* Supplied data:

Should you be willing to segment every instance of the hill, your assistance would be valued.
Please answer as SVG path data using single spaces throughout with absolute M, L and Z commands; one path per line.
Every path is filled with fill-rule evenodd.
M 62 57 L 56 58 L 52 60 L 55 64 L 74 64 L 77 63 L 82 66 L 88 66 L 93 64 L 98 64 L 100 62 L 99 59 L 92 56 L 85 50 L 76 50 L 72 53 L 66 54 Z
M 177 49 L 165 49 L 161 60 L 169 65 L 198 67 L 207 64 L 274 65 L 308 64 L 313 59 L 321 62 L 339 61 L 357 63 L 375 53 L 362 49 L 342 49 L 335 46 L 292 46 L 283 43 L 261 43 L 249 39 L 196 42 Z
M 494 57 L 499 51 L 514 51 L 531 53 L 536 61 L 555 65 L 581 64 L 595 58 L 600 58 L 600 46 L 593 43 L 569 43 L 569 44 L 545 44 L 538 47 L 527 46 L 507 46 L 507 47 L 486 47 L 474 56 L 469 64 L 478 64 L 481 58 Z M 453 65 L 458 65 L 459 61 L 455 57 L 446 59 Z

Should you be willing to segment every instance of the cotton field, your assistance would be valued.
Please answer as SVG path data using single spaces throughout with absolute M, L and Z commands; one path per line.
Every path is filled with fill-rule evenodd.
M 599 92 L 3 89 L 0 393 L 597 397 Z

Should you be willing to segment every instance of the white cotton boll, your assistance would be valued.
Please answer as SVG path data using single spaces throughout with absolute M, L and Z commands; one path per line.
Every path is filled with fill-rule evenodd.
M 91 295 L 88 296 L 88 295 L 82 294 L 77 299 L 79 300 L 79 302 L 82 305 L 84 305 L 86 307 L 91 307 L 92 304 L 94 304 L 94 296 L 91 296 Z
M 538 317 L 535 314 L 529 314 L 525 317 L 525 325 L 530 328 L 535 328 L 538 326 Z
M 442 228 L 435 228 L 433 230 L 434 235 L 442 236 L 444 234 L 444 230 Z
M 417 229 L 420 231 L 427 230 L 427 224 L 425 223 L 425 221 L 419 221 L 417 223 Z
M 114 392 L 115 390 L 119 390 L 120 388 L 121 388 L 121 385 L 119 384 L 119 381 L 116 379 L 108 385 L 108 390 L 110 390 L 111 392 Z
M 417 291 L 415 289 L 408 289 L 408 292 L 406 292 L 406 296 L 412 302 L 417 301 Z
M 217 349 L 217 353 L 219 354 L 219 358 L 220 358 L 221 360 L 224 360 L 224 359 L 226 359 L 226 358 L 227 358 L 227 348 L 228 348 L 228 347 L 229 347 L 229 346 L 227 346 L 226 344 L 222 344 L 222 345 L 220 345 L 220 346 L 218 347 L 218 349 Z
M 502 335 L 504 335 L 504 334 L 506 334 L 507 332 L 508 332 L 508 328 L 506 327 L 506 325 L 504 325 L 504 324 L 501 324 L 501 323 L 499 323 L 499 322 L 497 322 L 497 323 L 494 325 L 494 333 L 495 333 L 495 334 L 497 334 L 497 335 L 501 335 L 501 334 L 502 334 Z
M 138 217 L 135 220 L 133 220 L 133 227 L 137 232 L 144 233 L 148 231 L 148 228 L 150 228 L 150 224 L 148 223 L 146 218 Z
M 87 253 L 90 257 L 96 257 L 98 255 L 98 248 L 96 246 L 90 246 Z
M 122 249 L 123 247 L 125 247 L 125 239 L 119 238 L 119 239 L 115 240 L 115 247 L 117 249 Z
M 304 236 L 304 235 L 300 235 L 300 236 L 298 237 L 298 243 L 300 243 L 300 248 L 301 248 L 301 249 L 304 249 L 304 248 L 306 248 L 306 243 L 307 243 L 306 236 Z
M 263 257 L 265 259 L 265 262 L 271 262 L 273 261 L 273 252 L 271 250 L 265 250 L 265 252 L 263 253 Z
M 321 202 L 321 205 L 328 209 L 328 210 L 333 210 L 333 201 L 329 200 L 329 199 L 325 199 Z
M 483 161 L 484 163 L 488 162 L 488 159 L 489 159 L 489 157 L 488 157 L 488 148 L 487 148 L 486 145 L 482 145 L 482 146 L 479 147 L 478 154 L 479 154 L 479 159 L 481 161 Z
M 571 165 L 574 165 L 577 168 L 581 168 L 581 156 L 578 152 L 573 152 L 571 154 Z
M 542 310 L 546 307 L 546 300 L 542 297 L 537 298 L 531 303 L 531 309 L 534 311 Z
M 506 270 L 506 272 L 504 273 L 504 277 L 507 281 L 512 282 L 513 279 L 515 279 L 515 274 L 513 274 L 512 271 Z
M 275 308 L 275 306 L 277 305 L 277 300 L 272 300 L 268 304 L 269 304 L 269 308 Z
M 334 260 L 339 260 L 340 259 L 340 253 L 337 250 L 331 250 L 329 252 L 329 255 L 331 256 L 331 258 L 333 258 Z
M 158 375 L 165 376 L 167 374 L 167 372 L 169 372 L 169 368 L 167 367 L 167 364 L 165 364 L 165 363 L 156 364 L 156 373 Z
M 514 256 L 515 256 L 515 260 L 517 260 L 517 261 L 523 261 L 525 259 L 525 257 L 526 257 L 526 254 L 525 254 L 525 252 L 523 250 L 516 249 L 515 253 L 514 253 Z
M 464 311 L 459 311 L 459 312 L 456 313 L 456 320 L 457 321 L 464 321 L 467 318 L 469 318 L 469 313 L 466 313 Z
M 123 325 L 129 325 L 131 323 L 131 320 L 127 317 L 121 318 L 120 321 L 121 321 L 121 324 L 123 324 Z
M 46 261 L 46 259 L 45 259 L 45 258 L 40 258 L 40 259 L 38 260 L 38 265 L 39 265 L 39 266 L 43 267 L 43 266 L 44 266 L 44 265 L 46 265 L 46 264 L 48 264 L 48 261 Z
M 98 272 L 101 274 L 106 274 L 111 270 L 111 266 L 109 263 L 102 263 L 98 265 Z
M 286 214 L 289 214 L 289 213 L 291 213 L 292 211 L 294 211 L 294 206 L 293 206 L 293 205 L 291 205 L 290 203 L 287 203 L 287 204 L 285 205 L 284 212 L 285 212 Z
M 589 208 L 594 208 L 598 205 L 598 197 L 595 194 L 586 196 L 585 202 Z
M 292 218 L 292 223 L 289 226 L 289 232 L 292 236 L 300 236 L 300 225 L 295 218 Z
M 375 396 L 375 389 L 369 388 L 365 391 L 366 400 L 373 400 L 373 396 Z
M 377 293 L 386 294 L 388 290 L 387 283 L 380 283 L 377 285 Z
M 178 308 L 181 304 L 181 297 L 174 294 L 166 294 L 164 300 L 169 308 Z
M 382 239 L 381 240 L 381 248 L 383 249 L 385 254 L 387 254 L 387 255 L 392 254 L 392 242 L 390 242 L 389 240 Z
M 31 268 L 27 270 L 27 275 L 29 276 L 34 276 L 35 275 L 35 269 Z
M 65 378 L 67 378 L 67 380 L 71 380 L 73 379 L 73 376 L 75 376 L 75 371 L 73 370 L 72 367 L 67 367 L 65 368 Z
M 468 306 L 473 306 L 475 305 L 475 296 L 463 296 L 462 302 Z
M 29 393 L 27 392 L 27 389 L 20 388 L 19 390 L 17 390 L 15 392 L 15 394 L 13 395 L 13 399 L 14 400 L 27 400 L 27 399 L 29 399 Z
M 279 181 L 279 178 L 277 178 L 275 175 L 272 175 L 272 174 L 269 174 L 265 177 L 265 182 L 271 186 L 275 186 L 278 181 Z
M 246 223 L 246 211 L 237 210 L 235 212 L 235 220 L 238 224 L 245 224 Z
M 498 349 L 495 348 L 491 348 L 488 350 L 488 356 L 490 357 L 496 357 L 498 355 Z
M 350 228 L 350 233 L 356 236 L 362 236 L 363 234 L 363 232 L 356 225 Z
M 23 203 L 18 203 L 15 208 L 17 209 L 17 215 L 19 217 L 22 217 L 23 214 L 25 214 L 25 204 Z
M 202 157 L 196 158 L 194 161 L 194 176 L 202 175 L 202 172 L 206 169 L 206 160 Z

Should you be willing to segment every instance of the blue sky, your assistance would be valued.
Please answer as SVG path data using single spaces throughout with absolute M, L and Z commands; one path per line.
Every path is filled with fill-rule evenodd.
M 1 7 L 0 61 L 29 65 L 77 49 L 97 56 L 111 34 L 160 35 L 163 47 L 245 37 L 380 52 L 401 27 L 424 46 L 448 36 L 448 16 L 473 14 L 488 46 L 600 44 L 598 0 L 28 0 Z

* What to do:
Only lines containing the string "would" belong in the answer; find them in the data above and copy them.

* Written reply:
Should you be willing to segment every instance of the hill, your assistance would be valued.
Should you be willing to segment every instance of the cotton field, your assistance would be valued.
Should you be willing to segment every instance of the white cotton boll, your assistance would be valued.
Should you be willing to segment every instance of the blue sky, your assistance would be valued.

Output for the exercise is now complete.